Stated task -
Format every line of the entries below as a JSON list of strings, one string per line, skipping blank lines and leaving out the pictures.

** begin Record excerpts **

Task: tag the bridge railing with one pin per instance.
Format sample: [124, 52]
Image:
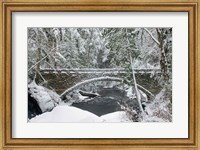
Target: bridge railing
[98, 70]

** end Record excerpts **

Correct result -
[
  "Task: tag the bridge railing with one pin per instance.",
  "Format sample: [124, 52]",
  "Image:",
  "Target: bridge railing",
  "[98, 70]"
]